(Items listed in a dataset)
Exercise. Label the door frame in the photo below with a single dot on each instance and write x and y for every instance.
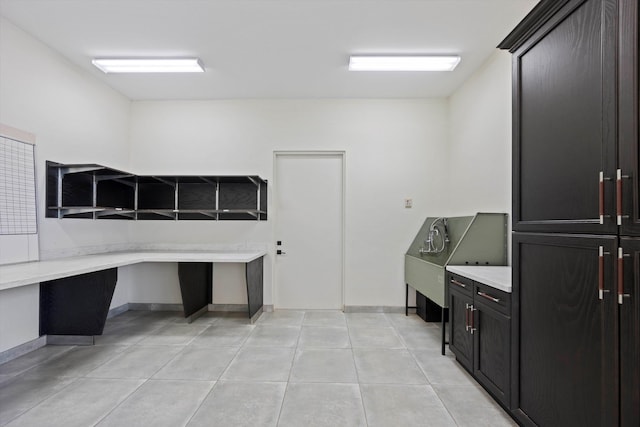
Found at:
(274, 211)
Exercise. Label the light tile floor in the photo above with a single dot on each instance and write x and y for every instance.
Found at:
(292, 368)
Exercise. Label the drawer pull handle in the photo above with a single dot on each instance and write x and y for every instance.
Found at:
(620, 275)
(472, 326)
(619, 196)
(601, 197)
(489, 297)
(600, 272)
(455, 282)
(466, 317)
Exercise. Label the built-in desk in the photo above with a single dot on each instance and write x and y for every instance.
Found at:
(75, 292)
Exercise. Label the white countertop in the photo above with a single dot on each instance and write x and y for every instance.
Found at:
(498, 277)
(27, 273)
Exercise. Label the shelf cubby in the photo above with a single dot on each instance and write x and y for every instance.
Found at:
(98, 192)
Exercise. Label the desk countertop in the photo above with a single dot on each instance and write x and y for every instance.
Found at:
(27, 273)
(498, 277)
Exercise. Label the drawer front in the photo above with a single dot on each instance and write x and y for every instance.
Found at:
(461, 283)
(492, 297)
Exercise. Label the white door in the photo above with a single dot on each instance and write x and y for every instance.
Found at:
(309, 225)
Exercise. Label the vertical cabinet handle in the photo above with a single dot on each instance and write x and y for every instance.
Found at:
(600, 272)
(472, 326)
(620, 275)
(466, 317)
(601, 197)
(619, 196)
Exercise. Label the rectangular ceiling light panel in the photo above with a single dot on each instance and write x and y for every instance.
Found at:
(149, 65)
(403, 63)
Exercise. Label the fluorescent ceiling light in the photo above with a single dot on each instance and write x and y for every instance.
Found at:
(149, 65)
(403, 63)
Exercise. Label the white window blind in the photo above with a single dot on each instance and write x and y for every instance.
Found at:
(17, 188)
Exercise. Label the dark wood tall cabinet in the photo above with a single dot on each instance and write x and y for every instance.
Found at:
(576, 214)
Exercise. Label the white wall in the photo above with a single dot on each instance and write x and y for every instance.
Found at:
(451, 156)
(74, 118)
(479, 156)
(394, 149)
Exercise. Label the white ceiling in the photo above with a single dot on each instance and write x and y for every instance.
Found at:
(272, 48)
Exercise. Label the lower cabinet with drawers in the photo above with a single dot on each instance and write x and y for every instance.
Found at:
(480, 325)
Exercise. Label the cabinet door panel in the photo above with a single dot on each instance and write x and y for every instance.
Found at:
(565, 337)
(564, 121)
(629, 161)
(492, 346)
(460, 340)
(630, 335)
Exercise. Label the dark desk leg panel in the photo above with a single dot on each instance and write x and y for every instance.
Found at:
(195, 285)
(77, 305)
(255, 286)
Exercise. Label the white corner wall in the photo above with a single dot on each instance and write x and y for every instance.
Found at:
(452, 157)
(479, 156)
(75, 119)
(394, 149)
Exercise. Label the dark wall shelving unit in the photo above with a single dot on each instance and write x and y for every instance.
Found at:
(96, 192)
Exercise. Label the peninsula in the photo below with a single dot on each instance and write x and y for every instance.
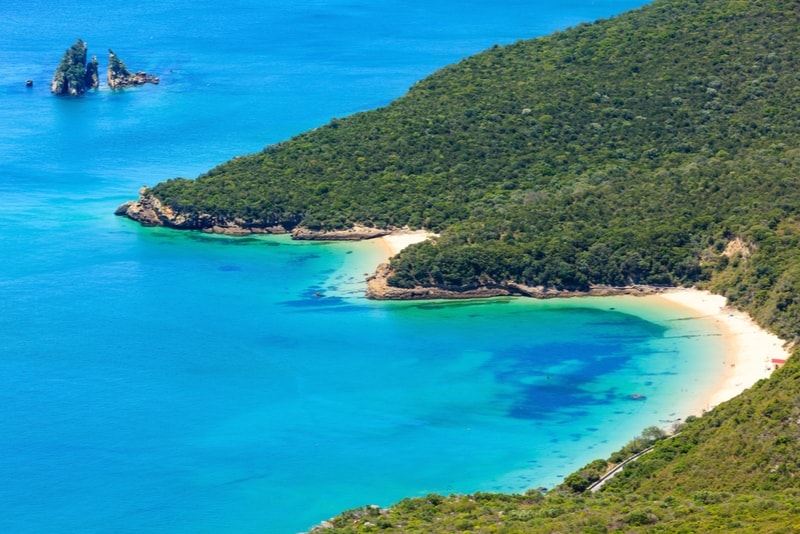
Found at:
(655, 149)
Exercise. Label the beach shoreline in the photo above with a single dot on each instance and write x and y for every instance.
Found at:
(393, 243)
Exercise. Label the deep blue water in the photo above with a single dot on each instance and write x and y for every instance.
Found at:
(153, 380)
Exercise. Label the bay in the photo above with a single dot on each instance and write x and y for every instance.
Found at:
(153, 380)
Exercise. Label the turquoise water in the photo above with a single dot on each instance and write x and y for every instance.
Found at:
(153, 380)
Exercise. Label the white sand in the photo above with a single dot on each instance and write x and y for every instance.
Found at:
(751, 347)
(397, 241)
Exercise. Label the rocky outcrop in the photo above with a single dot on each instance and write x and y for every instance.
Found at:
(73, 76)
(119, 76)
(378, 288)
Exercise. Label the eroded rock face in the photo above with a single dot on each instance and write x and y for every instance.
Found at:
(70, 77)
(378, 288)
(119, 76)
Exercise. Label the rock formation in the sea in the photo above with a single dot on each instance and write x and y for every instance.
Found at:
(73, 76)
(150, 211)
(378, 288)
(119, 76)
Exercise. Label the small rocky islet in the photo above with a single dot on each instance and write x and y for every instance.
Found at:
(74, 75)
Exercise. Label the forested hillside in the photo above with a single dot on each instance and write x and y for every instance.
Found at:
(632, 150)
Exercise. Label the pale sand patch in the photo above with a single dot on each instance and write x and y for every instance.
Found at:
(400, 239)
(751, 348)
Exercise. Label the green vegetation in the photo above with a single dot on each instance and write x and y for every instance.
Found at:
(632, 150)
(71, 76)
(659, 147)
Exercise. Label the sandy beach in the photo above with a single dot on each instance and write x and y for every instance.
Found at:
(751, 348)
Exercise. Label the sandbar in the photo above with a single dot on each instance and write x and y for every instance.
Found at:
(400, 239)
(750, 348)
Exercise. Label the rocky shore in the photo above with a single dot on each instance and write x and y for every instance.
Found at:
(379, 289)
(148, 210)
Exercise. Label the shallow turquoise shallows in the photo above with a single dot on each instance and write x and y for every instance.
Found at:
(159, 381)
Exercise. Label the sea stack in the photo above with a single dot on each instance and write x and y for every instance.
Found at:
(119, 76)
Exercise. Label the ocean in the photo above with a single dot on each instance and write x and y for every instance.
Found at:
(154, 380)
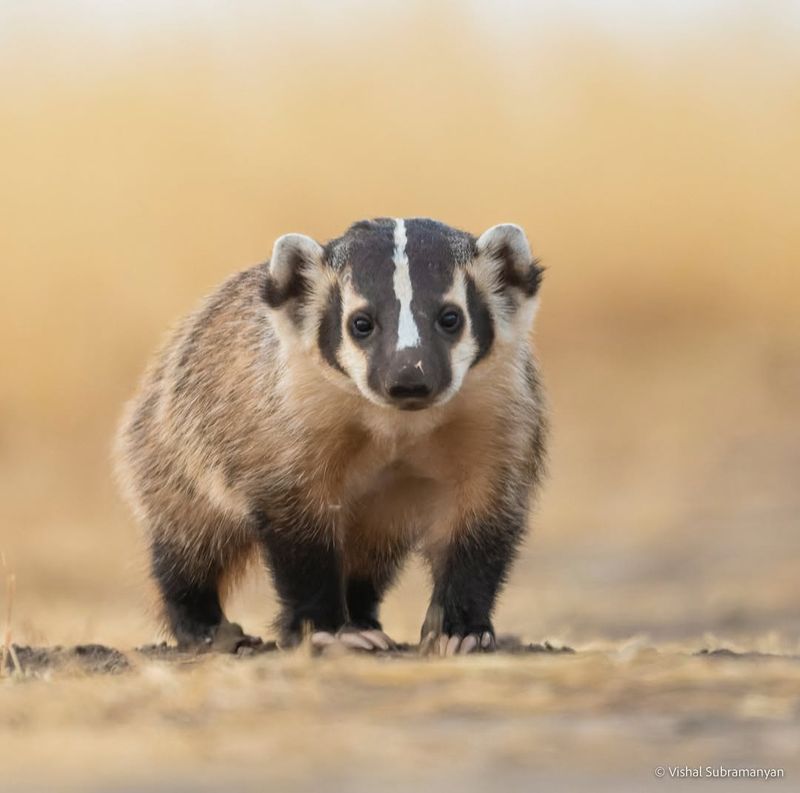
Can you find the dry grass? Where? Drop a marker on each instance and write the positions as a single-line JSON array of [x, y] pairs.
[[658, 184]]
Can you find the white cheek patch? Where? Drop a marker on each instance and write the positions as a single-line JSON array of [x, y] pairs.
[[407, 330], [465, 350]]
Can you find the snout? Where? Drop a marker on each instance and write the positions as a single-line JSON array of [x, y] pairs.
[[409, 387]]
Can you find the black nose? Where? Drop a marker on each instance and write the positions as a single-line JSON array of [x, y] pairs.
[[408, 383], [409, 391]]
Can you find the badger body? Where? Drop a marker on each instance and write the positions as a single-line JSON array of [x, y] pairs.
[[334, 409]]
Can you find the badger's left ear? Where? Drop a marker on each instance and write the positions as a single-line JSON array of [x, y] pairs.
[[296, 260], [505, 252]]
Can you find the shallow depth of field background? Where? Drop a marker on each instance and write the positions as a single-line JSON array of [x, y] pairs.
[[148, 150]]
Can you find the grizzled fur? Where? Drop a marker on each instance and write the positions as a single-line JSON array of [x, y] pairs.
[[334, 409]]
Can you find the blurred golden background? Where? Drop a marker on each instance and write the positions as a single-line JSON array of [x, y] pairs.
[[150, 150], [651, 152]]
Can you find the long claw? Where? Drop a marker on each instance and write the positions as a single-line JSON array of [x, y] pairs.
[[427, 644], [452, 645], [468, 644], [322, 639], [355, 640], [379, 640]]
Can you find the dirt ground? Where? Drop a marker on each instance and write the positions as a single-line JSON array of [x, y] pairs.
[[680, 609], [146, 157]]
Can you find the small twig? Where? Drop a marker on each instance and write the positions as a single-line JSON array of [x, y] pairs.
[[8, 647]]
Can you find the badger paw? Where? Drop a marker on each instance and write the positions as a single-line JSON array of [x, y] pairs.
[[349, 638], [442, 644]]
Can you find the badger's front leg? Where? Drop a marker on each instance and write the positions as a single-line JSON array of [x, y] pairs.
[[469, 570]]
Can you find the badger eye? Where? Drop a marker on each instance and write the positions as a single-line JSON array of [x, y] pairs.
[[450, 319], [361, 325]]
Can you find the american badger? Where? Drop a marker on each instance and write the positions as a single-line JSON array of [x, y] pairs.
[[334, 409]]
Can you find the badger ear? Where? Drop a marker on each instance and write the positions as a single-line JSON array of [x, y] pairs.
[[295, 258], [505, 251]]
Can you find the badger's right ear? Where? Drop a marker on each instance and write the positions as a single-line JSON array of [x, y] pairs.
[[290, 272]]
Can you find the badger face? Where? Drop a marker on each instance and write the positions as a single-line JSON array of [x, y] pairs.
[[404, 308]]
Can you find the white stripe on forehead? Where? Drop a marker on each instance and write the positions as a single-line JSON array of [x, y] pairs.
[[407, 331]]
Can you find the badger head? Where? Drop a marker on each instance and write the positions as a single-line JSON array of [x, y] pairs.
[[403, 309]]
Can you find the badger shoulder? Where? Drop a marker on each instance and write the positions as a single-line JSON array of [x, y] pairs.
[[205, 387]]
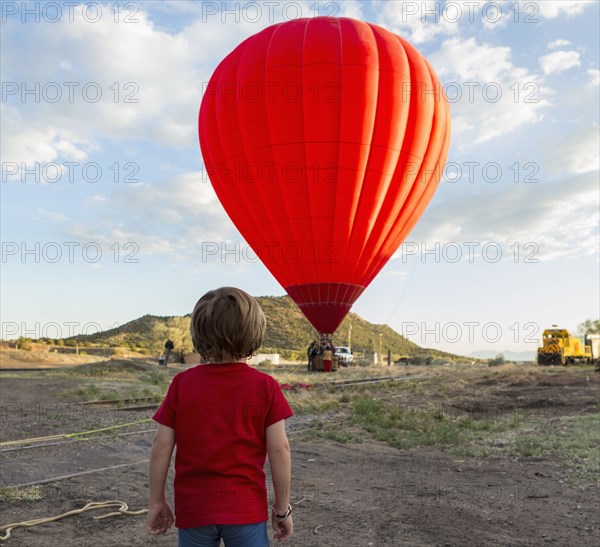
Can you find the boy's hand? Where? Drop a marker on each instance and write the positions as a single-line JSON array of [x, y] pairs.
[[160, 518], [283, 528]]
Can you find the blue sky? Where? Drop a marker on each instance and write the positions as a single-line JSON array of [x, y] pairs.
[[107, 213]]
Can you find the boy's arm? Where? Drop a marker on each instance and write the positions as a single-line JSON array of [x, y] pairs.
[[160, 516], [280, 461]]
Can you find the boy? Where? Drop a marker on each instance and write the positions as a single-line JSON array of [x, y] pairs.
[[225, 418]]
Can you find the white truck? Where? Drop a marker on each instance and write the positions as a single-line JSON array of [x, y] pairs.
[[344, 355]]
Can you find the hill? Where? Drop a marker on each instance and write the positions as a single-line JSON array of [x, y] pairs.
[[288, 332]]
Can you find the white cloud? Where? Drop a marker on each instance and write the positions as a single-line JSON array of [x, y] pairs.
[[594, 75], [558, 43], [490, 104], [576, 152], [559, 219], [151, 84], [550, 9], [28, 140], [559, 61], [350, 8], [174, 217], [49, 217], [416, 21]]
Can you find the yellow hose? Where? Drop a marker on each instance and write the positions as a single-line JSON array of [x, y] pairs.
[[123, 509], [70, 435]]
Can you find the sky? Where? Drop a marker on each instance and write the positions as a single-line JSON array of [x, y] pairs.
[[108, 213]]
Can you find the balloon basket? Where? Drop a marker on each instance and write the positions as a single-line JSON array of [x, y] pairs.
[[319, 366]]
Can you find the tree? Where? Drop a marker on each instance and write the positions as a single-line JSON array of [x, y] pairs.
[[589, 326]]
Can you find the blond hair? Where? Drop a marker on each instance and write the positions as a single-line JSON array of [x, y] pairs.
[[227, 324]]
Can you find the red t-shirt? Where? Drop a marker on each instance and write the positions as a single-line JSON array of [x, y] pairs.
[[220, 413]]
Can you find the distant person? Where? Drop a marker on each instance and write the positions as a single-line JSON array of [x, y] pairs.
[[169, 347], [311, 353], [327, 359], [226, 417]]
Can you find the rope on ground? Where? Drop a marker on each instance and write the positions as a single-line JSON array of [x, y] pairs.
[[70, 435], [123, 509]]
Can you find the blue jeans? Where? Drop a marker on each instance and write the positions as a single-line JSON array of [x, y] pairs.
[[234, 535]]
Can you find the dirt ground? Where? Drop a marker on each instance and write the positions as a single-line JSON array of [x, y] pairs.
[[349, 495]]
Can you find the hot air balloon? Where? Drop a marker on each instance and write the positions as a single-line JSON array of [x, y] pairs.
[[324, 139]]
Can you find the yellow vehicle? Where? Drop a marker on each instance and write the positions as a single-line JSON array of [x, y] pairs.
[[560, 347]]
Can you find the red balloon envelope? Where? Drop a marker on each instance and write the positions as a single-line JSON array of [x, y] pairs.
[[325, 140]]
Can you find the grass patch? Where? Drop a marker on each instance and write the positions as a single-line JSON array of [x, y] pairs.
[[575, 440], [10, 494], [332, 434], [426, 425]]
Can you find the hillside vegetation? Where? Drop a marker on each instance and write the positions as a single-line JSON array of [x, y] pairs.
[[288, 332]]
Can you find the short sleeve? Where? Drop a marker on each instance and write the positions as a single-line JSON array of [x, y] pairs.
[[167, 411], [280, 408]]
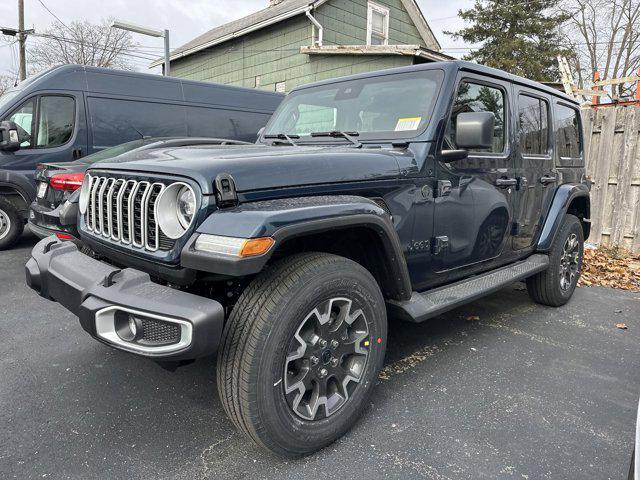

◆ Exercise brief: Restate word for word the lines of the data above, starting at the line containing "Exercise. Label the white door" and ending at the line containing "Exercise. Label the vertical", both included, and nothing more.

◆ Exercise solution:
Exercise. Label the white door in the photo above with a single dot on each instance and write x and y for every instance.
Found at:
(309, 225)
Exercise. Label the vertical cabinet handle in the photo above with a single dot on each instance and write x and y for every instance.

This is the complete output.